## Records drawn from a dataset

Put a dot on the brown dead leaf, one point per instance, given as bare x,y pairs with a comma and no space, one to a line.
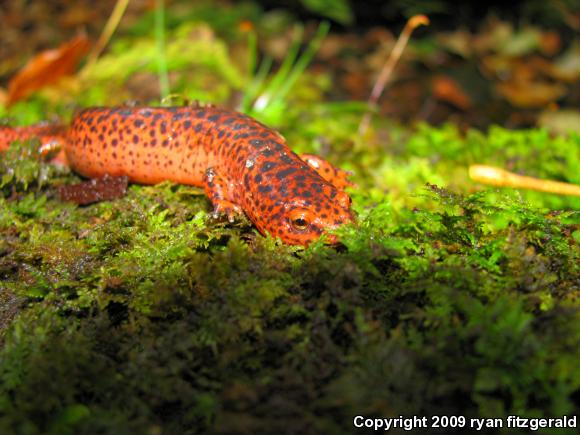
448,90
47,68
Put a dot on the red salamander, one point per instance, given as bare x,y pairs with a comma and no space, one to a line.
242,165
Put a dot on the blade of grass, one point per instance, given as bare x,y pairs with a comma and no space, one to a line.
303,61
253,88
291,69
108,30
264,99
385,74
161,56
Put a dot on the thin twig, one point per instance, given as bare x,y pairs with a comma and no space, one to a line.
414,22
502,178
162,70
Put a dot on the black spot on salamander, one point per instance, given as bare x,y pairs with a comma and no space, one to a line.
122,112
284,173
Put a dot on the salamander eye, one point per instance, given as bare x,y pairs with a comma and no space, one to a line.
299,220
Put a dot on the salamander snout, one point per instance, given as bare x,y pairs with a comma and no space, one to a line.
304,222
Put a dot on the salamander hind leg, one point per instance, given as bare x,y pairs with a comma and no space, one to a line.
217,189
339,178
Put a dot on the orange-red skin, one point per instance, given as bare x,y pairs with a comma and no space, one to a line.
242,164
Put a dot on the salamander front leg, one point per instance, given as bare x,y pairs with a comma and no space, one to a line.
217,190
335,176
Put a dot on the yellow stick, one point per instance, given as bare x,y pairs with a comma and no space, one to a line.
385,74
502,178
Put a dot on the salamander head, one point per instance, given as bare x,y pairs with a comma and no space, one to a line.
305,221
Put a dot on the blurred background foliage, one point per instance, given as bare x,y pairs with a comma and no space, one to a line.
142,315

## About this task
Print the data again, word for word, without any pictures.

## Exercise result
Put a dot on the brown dead leaf, one point per instance, given as bare x,y pairs with a comma and no space, one to a line.
448,90
47,68
Put a dot on the red salamander, one point per instance, given as bare x,y pairs with a comma and no space, one to a line.
242,165
Put a dot on the blade of grass, one point per instance, given as bare x,y pairs with a comma and no space, one to a line.
303,61
253,88
291,69
108,30
264,99
385,74
161,56
Put a dot on the thin twig, one point per instance, given as bare x,y pairs with a comma and no space, one to a line.
414,22
502,178
162,70
Put a dot on the black spot on salamander, one point per instance, given as bare x,y pairs with a comma and no space, one to a line.
122,112
284,173
Put a dot on the salamander eye, one point per instance, given as bare x,y pairs with a comma and no space, one to a line.
299,220
Put a dot on the salamander snout, one point per instance, given as bare x,y pairs with a comma and no space, one to a line.
304,222
Put a dot on the salamander hind leg, one point per instance, given as bare x,y pairs with a comma and no space, one to a line.
217,189
339,178
Put a dot on the orange-red skin, one point per instance, given as bare x,y pairs with a comma and no space, one to a line.
242,164
Put a dot on the salamander front leg, one point per instance, given as bare x,y pairs with a comma and no space, one to a line.
217,190
335,176
Put a dot on the yellow stick, one point per instance, given as bare x,y pairs with a comma and no space, one to a line.
385,74
502,178
Put a dot on the salamander head, one point per instance, given as bare x,y pairs with a comma and no space, one to a line.
305,221
Put a dot on the blurred background foliage, one point per instance, given as bare x,y pairs with a comma and no space, one to a line.
142,315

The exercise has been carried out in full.